»»

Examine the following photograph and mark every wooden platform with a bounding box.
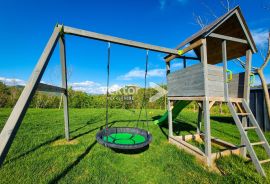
[168,96,243,102]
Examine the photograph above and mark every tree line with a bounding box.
[0,82,168,109]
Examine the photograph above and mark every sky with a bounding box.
[0,0,269,94]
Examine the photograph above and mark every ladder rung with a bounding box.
[244,126,257,130]
[237,113,250,116]
[251,141,265,146]
[259,159,270,164]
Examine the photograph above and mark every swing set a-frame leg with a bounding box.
[0,25,66,166]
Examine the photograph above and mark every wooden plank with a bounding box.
[209,33,248,44]
[179,134,201,141]
[0,26,61,166]
[211,148,241,161]
[37,83,66,93]
[169,136,205,156]
[63,26,179,55]
[59,35,70,141]
[165,39,203,62]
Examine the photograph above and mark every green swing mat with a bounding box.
[96,127,152,150]
[103,132,146,145]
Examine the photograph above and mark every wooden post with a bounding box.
[222,40,229,101]
[197,102,202,134]
[59,35,70,141]
[166,62,173,137]
[201,39,212,166]
[0,26,61,166]
[168,100,173,137]
[241,49,252,157]
[183,57,187,68]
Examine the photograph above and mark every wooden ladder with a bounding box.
[227,99,270,177]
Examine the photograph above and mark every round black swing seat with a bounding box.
[96,127,152,150]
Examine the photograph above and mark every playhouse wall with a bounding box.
[167,63,224,97]
[207,64,224,97]
[228,72,245,98]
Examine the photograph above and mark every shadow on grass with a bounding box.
[48,140,98,184]
[112,145,149,154]
[152,115,162,120]
[158,120,197,137]
[211,116,234,124]
[5,119,107,165]
[70,120,117,140]
[4,135,62,166]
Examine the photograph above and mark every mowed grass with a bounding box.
[0,108,270,184]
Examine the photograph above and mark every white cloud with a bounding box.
[251,29,269,48]
[118,67,166,80]
[0,77,26,86]
[71,80,100,87]
[171,62,183,68]
[69,81,122,94]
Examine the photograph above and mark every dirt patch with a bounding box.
[51,139,79,146]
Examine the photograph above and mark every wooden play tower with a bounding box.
[165,6,270,176]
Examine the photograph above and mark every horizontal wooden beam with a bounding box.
[168,96,243,102]
[176,56,200,61]
[165,39,203,62]
[209,33,248,44]
[63,25,179,55]
[37,83,66,93]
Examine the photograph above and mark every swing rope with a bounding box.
[136,50,149,130]
[105,42,111,131]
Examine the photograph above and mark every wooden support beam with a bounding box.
[209,33,248,44]
[168,96,242,102]
[0,26,61,166]
[178,56,200,61]
[169,136,206,156]
[59,35,70,141]
[183,57,187,68]
[235,102,244,113]
[200,39,212,166]
[209,101,216,110]
[168,100,173,137]
[197,103,202,134]
[241,49,252,157]
[63,25,179,55]
[165,39,203,62]
[222,40,229,101]
[37,83,66,93]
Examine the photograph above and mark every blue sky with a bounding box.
[0,0,269,93]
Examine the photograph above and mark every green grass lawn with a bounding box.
[0,108,270,184]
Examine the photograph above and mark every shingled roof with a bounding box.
[170,6,257,64]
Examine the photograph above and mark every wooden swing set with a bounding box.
[0,5,269,177]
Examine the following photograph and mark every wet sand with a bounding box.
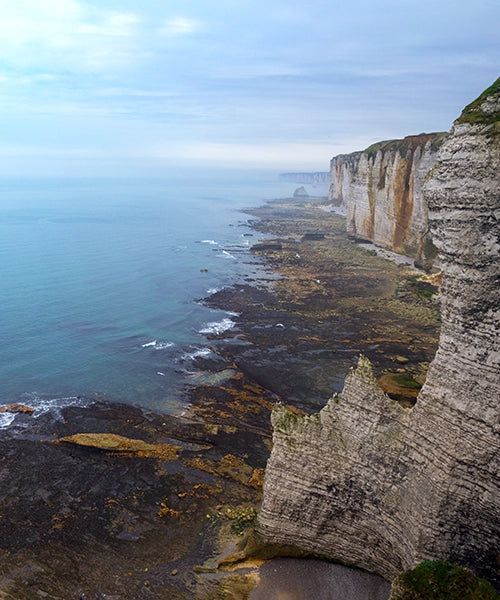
[250,558,390,600]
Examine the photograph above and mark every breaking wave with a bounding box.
[141,340,175,350]
[199,317,235,335]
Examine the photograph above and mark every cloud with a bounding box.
[159,16,201,37]
[93,87,180,99]
[0,0,142,73]
[77,12,141,37]
[0,0,497,178]
[151,141,338,170]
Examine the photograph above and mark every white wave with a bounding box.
[199,317,235,335]
[155,341,174,350]
[200,239,218,245]
[221,250,236,260]
[141,340,174,350]
[0,413,16,429]
[180,347,214,361]
[207,287,222,295]
[0,395,92,429]
[30,395,91,419]
[157,372,166,376]
[142,340,157,347]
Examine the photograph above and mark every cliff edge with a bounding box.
[256,80,500,587]
[329,133,447,266]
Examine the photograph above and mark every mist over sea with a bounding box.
[0,170,303,420]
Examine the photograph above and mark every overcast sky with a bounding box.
[0,0,498,176]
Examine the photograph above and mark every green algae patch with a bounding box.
[378,373,421,407]
[57,433,181,460]
[390,373,422,390]
[404,274,439,299]
[225,506,258,537]
[390,560,499,600]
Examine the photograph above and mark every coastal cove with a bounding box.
[0,190,442,599]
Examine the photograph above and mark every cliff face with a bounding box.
[256,81,500,587]
[280,172,330,185]
[329,134,446,263]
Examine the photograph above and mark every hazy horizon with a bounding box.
[0,0,498,177]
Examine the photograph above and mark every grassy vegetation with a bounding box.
[429,131,448,152]
[365,139,397,160]
[364,133,448,161]
[456,78,500,128]
[423,235,438,260]
[391,560,499,600]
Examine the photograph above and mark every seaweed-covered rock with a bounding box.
[389,561,499,600]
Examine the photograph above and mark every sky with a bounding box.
[0,0,498,176]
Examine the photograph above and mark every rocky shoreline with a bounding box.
[0,196,441,599]
[208,196,440,409]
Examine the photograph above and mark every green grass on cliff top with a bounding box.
[363,132,447,159]
[456,77,500,127]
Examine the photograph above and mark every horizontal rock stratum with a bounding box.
[256,79,500,588]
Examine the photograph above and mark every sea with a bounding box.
[0,170,307,426]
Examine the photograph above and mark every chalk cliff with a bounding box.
[329,133,447,265]
[280,171,330,185]
[256,80,500,588]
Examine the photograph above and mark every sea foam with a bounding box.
[199,317,235,335]
[141,340,175,350]
[0,395,92,430]
[0,413,16,429]
[180,347,214,361]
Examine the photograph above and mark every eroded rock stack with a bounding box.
[256,80,500,587]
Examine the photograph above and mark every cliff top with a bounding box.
[456,77,500,128]
[364,132,447,159]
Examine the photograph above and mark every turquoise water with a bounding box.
[0,171,298,416]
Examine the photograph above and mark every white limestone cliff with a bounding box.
[329,133,446,265]
[256,80,500,589]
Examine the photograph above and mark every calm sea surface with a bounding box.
[0,171,303,421]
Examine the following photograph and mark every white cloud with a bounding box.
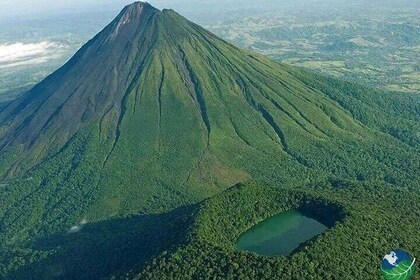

««

§ Problem details
Line by line, write out the material exactly, leaving the images out.

§ Exercise output
Examine the following photograph and mark every wooden platform with a bounding box.
[168,96,243,102]
Examine the photograph above and mark every tree line with a bounding box.
[0,82,168,109]
Examine the photograph above and mark every sky with a bounding box.
[0,0,269,94]
Examine the photograph above and mark every ladder rung with a bounding box.
[244,126,257,130]
[237,113,250,116]
[251,141,265,146]
[259,159,270,164]
Examine the photograph above and mark every swing set a-frame leg with a bounding box.
[0,25,66,166]
Examine the photograph above and mark every wooden plank with a bounding box.
[209,33,248,44]
[179,134,201,141]
[0,26,61,166]
[211,148,241,161]
[37,83,66,93]
[169,136,205,156]
[63,26,179,55]
[59,35,70,141]
[165,39,203,62]
Examine the photograph above and mark every green swing mat with a bounding box.
[96,127,152,150]
[103,132,146,145]
Examine the photograph above and mark every wooden post with a bounding box.
[222,40,229,101]
[197,102,202,134]
[59,35,70,141]
[166,62,173,137]
[201,39,212,166]
[0,26,61,166]
[168,100,173,137]
[241,49,252,157]
[183,57,187,68]
Examine the photograph above and mark every wooden ladder with a bounding box.
[227,99,270,177]
Examine the photograph above and mark every round black swing seat with a bounding box.
[96,127,152,150]
Examine the photograph above and mark every playhouse wall with a bounding box.
[167,63,224,97]
[207,64,224,97]
[228,72,245,98]
Examine the photograph above and mark every shadow on grass with a bounding box.
[48,140,98,184]
[112,145,149,154]
[152,115,162,120]
[158,120,197,137]
[211,116,234,124]
[5,119,107,165]
[70,120,117,140]
[4,135,62,166]
Examine the photograph above and mark every mowed grass with a bounding box.
[0,108,270,184]
Examine the photograph above and mark every white cloud with a bounding box.
[251,29,269,48]
[118,67,166,80]
[0,77,26,86]
[71,80,100,87]
[171,62,183,68]
[69,81,122,94]
Examine the photograph above and mark every dirt patch with a bounding box.
[51,139,79,146]
Examine the photograph above and mark every wooden play tower with a bounding box.
[165,6,270,176]
Examine the photograph above and mark every horizontal wooden beam with a bounding box.
[168,96,243,102]
[176,56,200,61]
[165,39,203,62]
[209,33,248,44]
[63,25,179,55]
[37,83,66,93]
Examine the photograph above and mark every swing rope with a bounding box.
[136,50,149,130]
[105,42,111,131]
Examine the photograph above and mark every wooden support beam with a bounding box.
[209,33,248,44]
[168,96,242,102]
[0,26,61,166]
[178,56,200,61]
[169,136,206,156]
[59,35,70,141]
[183,57,187,68]
[235,102,244,113]
[200,39,212,166]
[209,101,216,110]
[168,100,173,137]
[197,103,202,134]
[241,49,252,157]
[63,25,179,55]
[165,39,203,62]
[222,40,229,101]
[37,83,66,93]
Examine the photograph above and mark every blue sky with a bounding box.
[0,0,269,93]
Examine the photograph above and mark every green grass lawn with a bounding box.
[0,108,270,184]
Examine the photograph above and mark every shingled roof with a bounding box.
[170,6,257,64]
Examine the photograph above and mark every wooden swing set with a bounding box.
[0,5,269,177]
Examine the following photograph and mark every wet sand with a bounding box.
[250,558,390,600]
Examine the photograph above and mark every breaking wave with a bounding box.
[141,340,175,350]
[199,317,235,335]
Examine the photograph above and mark every cloud with a bounding box.
[159,16,201,37]
[93,87,180,99]
[0,0,142,73]
[77,12,141,37]
[0,0,497,178]
[151,141,338,170]
Examine the photograph above and mark every white wave with a bounding box.
[199,317,235,335]
[155,341,174,350]
[200,239,218,245]
[221,250,236,260]
[141,340,174,350]
[0,413,16,429]
[180,347,214,361]
[207,287,222,295]
[0,395,92,429]
[30,395,91,419]
[157,372,166,376]
[142,340,157,347]
Examine the photograph above and mark every cliff edge with a bounding box.
[256,80,500,587]
[329,133,447,266]
Examine the photograph above and mark every mist over sea with a bounding box.
[0,170,303,420]
Examine the photograph above and mark every overcast sky with a bounding box.
[0,0,498,176]
Examine the photograph above and mark every green algae patch with a bounding box.
[378,373,421,407]
[57,433,181,460]
[390,373,422,390]
[404,274,439,299]
[225,506,258,537]
[390,560,499,600]
Examine the photograph above and mark every coastal cove with a bounding box.
[0,190,442,599]
Examine the photograph above and mark every cliff face with a bounding box.
[256,81,500,587]
[280,172,330,185]
[329,134,446,263]
Examine the photograph above and mark every hazy horizon with a bounding box.
[0,0,498,177]
Examine the photograph above and mark every grassy vegetation with a bounding box.
[429,131,448,152]
[365,139,397,160]
[364,133,448,161]
[456,78,500,128]
[423,235,438,260]
[391,560,499,600]
Examine the photograph above and mark every seaweed-covered rock with a bounding box.
[389,561,499,600]
Examine the photograph above and mark every sky with a bounding box.
[0,0,498,176]
Examine the photograph above and mark every rocky shoreline with a bounding box.
[0,196,441,599]
[208,196,440,409]
Examine the photograph above and mark every green grass on cliff top with a bounding box.
[363,132,447,159]
[456,77,500,127]
Examine the photograph above and mark every horizontal rock stratum with a bounding box.
[256,79,500,588]
Examine the photograph above and mark every sea with a bounding box.
[0,170,307,426]
Examine the photograph above and mark every chalk cliff with a bounding box.
[329,133,447,265]
[280,171,330,185]
[256,80,500,588]
Examine the photograph above and mark every sea foam with a bounding box.
[199,317,235,335]
[141,340,175,350]
[0,395,92,430]
[0,413,16,429]
[180,347,214,361]
Examine the photograph above and mark every eroded rock stack with a bounding box.
[256,80,500,587]
Examine the photograph above and mark every cliff top with a bounding box.
[456,77,500,128]
[364,132,447,159]
Examine the photograph above and mark every turquoise water with a bounding box.
[0,171,298,416]
Examine the photograph above and mark every white limestone cliff with a bounding box.
[329,133,446,265]
[256,80,500,589]
Examine the photograph above and mark every calm sea surface with a bounding box.
[0,171,303,421]
Examine the following photograph and mark every white cloud with a bounding box.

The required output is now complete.